• **Work item**
Print every record below exactly as written.

(Natural language region descriptions)
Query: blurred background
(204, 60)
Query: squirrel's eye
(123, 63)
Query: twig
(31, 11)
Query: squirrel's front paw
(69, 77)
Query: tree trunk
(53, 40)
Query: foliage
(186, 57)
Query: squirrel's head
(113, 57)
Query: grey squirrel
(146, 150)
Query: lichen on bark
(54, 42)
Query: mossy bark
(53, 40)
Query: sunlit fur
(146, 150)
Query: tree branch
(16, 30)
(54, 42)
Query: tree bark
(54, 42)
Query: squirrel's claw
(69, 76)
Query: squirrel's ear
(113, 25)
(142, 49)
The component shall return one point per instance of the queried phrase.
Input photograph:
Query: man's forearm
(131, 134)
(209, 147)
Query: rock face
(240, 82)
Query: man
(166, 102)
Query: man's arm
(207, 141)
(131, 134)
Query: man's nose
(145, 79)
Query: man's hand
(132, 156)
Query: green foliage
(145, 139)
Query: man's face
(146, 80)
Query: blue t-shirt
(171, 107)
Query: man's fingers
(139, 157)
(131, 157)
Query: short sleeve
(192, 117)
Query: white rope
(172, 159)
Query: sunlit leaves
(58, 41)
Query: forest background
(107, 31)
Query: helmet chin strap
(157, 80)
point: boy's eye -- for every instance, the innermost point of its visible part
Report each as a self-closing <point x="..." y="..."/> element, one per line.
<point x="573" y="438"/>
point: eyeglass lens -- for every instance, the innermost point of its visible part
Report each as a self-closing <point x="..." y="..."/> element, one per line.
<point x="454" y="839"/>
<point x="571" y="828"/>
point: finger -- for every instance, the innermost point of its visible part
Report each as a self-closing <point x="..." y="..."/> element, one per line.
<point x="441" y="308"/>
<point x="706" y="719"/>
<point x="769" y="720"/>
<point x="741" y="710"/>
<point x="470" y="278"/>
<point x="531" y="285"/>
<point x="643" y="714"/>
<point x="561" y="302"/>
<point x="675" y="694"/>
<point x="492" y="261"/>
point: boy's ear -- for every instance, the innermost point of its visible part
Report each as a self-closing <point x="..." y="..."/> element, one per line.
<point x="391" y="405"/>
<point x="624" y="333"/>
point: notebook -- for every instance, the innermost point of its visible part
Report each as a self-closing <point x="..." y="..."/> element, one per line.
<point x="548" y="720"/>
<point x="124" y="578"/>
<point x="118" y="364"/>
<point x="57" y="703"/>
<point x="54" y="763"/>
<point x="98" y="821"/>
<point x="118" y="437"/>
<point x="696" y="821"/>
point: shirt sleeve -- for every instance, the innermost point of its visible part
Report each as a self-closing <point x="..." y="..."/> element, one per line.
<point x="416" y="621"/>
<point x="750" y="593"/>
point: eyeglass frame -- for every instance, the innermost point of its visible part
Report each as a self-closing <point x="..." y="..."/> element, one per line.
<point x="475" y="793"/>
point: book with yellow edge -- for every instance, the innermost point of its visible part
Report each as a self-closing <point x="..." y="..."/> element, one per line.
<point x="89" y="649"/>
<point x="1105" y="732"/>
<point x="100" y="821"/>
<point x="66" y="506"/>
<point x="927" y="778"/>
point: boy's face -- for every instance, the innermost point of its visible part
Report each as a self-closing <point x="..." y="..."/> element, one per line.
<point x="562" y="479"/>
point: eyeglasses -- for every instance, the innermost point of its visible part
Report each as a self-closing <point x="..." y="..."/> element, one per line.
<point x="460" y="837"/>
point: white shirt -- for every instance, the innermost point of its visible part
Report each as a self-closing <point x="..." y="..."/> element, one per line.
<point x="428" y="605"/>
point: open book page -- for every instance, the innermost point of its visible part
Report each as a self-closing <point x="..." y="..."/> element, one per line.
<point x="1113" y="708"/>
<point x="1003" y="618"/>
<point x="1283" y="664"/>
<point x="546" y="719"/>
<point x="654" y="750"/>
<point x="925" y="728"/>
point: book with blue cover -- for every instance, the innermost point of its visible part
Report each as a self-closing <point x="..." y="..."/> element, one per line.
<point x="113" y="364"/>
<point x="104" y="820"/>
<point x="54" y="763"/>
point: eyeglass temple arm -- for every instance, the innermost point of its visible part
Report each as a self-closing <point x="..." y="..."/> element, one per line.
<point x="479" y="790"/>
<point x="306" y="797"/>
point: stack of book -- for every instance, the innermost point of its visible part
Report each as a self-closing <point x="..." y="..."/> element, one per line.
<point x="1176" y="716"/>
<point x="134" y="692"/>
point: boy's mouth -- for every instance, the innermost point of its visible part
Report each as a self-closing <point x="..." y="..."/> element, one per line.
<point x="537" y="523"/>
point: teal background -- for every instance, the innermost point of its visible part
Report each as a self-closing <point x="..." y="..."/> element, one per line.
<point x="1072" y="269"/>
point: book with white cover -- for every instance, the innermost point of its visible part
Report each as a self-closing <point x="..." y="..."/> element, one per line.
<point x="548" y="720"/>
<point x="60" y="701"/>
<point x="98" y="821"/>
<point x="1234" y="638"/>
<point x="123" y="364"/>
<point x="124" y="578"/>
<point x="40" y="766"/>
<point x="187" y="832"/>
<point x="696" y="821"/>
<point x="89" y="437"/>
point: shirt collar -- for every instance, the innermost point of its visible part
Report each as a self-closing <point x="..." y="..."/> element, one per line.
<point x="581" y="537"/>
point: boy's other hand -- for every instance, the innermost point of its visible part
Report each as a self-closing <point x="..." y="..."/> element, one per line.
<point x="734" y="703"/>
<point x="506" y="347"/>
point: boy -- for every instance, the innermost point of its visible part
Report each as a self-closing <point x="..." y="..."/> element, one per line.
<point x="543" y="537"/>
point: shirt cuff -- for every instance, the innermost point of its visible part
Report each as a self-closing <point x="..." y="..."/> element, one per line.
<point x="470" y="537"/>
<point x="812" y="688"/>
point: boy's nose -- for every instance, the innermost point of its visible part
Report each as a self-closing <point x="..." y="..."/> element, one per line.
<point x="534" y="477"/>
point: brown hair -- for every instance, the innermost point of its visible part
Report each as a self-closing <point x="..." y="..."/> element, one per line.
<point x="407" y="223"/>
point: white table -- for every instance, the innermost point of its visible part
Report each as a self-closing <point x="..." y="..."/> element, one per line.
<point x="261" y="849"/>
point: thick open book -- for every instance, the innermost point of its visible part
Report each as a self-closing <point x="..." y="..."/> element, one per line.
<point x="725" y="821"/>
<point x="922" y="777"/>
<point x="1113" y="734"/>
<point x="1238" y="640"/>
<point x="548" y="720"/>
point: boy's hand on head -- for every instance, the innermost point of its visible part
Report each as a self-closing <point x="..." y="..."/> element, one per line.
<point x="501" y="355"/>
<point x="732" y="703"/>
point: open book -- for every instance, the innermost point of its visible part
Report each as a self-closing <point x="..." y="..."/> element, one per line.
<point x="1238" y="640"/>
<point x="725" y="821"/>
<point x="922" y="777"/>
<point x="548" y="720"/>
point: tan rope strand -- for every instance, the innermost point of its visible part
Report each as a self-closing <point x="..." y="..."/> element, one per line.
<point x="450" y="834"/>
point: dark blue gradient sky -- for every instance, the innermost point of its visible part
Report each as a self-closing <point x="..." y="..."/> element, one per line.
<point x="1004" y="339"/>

• **Expected answer**
Query: blurred background
(204, 60)
Query: squirrel's eye
(123, 63)
Query: twig
(31, 11)
Query: squirrel's front paw
(69, 77)
Query: tree trunk
(53, 40)
Query: foliage
(186, 57)
Query: squirrel's head
(113, 57)
Query: grey squirrel
(146, 150)
Query: lichen on bark
(54, 42)
Query: mossy bark
(53, 40)
Query: sunlit fur
(146, 150)
Query: tree branch
(16, 30)
(54, 42)
Query: tree bark
(54, 42)
Query: squirrel's claw
(69, 76)
Query: squirrel's ear
(113, 25)
(142, 49)
The component shall return one point per instance of the queried phrase.
Input photograph:
Query: man's forearm
(131, 134)
(209, 147)
Query: rock face
(240, 82)
Query: man
(166, 102)
Query: man's arm
(207, 141)
(131, 134)
Query: man's nose
(145, 79)
Query: man's hand
(132, 156)
Query: green foliage
(145, 139)
Query: man's face
(146, 80)
Query: blue t-shirt
(171, 107)
Query: man's fingers
(139, 157)
(131, 157)
Query: short sleeve
(192, 117)
Query: white rope
(172, 159)
Query: sunlit leaves
(58, 41)
Query: forest background
(107, 31)
Query: helmet chin strap
(157, 80)
point: boy's eye -- for every instance, the innermost point of its visible part
Report each as a self-closing <point x="..." y="..."/> element, one per line.
<point x="573" y="438"/>
point: eyeglass lens -- for every instance, the innermost point of its visible part
Report each as a self-closing <point x="..." y="..."/> element, one per line.
<point x="454" y="839"/>
<point x="571" y="828"/>
point: finger -- for every instance, the innermost point of its visible part
Report each as a self-closing <point x="..." y="..."/> element, one per line.
<point x="441" y="308"/>
<point x="706" y="719"/>
<point x="769" y="720"/>
<point x="741" y="710"/>
<point x="470" y="278"/>
<point x="531" y="285"/>
<point x="643" y="714"/>
<point x="561" y="302"/>
<point x="675" y="694"/>
<point x="492" y="261"/>
point: boy's ear -- for every instance, the innermost point of its visible part
Report each as a self-closing <point x="..." y="..."/> element, one per line.
<point x="391" y="405"/>
<point x="624" y="333"/>
point: notebook -- for every instance, the innermost point of its visible part
Report each as a self-closing <point x="..." y="..."/> element, one per line.
<point x="548" y="720"/>
<point x="124" y="578"/>
<point x="118" y="364"/>
<point x="57" y="703"/>
<point x="54" y="763"/>
<point x="98" y="821"/>
<point x="118" y="437"/>
<point x="696" y="821"/>
point: shirt sleeve -- for every instance, the innermost point of its visible part
Report each as a self-closing <point x="..." y="..."/> element, one per line.
<point x="416" y="621"/>
<point x="750" y="593"/>
point: eyeglass frame -- for every instance, the innermost point of its visible part
Report each as a self-closing <point x="..." y="..."/> element, one per line.
<point x="475" y="793"/>
point: book with yellow edge -- for every instance, the innermost point of its visible part
Report each as a self-closing <point x="..." y="..."/> element, one per line.
<point x="89" y="649"/>
<point x="1105" y="732"/>
<point x="100" y="821"/>
<point x="66" y="506"/>
<point x="927" y="778"/>
point: boy's face -- for every instance, the innermost point of its visible part
Report each as a self-closing <point x="..." y="..."/> element, one per line.
<point x="562" y="479"/>
point: eyeglasses -- for every instance, the innermost point of its visible part
Report each as a self-closing <point x="..." y="..."/> element, one per line.
<point x="460" y="837"/>
point: white shirt -- for every instance, the innermost point of its visible part
Report each as a self-closing <point x="..." y="..."/> element, one per line.
<point x="428" y="605"/>
point: open book page -- for every instance, the innermost point of its visible part
Report each as a self-closing <point x="..." y="..."/> element, one per line.
<point x="1113" y="708"/>
<point x="1003" y="618"/>
<point x="1283" y="664"/>
<point x="546" y="719"/>
<point x="654" y="750"/>
<point x="925" y="728"/>
point: book with blue cover -- for every instance, the innermost point of its visible part
Report each as a self-closing <point x="..." y="..."/> element, one per line.
<point x="113" y="364"/>
<point x="104" y="820"/>
<point x="54" y="763"/>
point: eyeglass temple arm -- for every instance, the innermost point of its visible part
Report each as a self-closing <point x="..." y="..."/> element, one per line.
<point x="479" y="790"/>
<point x="306" y="797"/>
point: stack of book -- for every instance, the innermost point of its visible part
Report each as a self-closing <point x="..." y="..."/> element, one per line.
<point x="1176" y="716"/>
<point x="134" y="692"/>
point: boy's mouth -- for every instance, the innermost point of its visible part
Report each as a self-closing <point x="..." y="..."/> element, one per line.
<point x="537" y="523"/>
point: teal background -- for every instance, the innermost point of its visible part
Report each as a self-closing <point x="..." y="..."/> element, one per line.
<point x="1072" y="269"/>
point: book with white cover -- for every instance, the innermost point of its visible part
Report each as a self-closing <point x="..." y="..."/> element, one per line.
<point x="548" y="720"/>
<point x="60" y="701"/>
<point x="98" y="821"/>
<point x="1234" y="638"/>
<point x="123" y="364"/>
<point x="124" y="578"/>
<point x="40" y="766"/>
<point x="187" y="832"/>
<point x="696" y="821"/>
<point x="89" y="437"/>
point: shirt collar -- for every instance, the innermost point of its visible part
Report each as a self-closing <point x="..." y="..."/> element, one per line.
<point x="581" y="537"/>
point: boy's other hand -- for every instance, the innermost point of its visible part
Report each as a self-closing <point x="..." y="..."/> element, one per line.
<point x="734" y="703"/>
<point x="506" y="347"/>
point: boy -- for every instance, the innermost point of its visible part
Report each as a self-closing <point x="..." y="..."/> element, one per line.
<point x="543" y="537"/>
point: shirt cuff -- for every instance, the innermost point of its visible part
Report each as a self-closing <point x="..." y="..."/> element, one per line.
<point x="470" y="537"/>
<point x="812" y="688"/>
point: boy's nose -- for every instance, the innermost point of its visible part
Report each as a self-closing <point x="..." y="..."/> element, one per line.
<point x="534" y="477"/>
point: brown hair -- for every instance, the innermost point of its visible part
Report each as a self-closing <point x="..." y="..."/> element, one per line.
<point x="407" y="223"/>
point: white table -- for every instance, the innermost point of its visible part
Report each as a self-closing <point x="..." y="..."/> element, one per line.
<point x="261" y="849"/>
point: thick open book -- for every instance, the innermost point of its visible part
Report each as a self-closing <point x="..." y="..."/> element, one per line.
<point x="725" y="821"/>
<point x="922" y="777"/>
<point x="1113" y="734"/>
<point x="1238" y="640"/>
<point x="548" y="720"/>
point: boy's hand on head -- for every instance, the innermost point of its visible part
Report each as a self-closing <point x="..." y="..."/> element, one per line.
<point x="501" y="355"/>
<point x="732" y="703"/>
point: open book -- for every instance, the innermost point of its visible part
Report each as a self-closing <point x="..." y="..."/> element, one per line.
<point x="1238" y="640"/>
<point x="725" y="821"/>
<point x="922" y="777"/>
<point x="548" y="720"/>
point: tan rope strand -- for every instance, the innermost point of its visible part
Report each as a self-closing <point x="..." y="..."/> element, one per line.
<point x="450" y="834"/>
point: dark blue gradient sky -- for every instance, the innermost point of its visible part
Report each as a self-closing <point x="..." y="..."/> element, one per line.
<point x="1004" y="339"/>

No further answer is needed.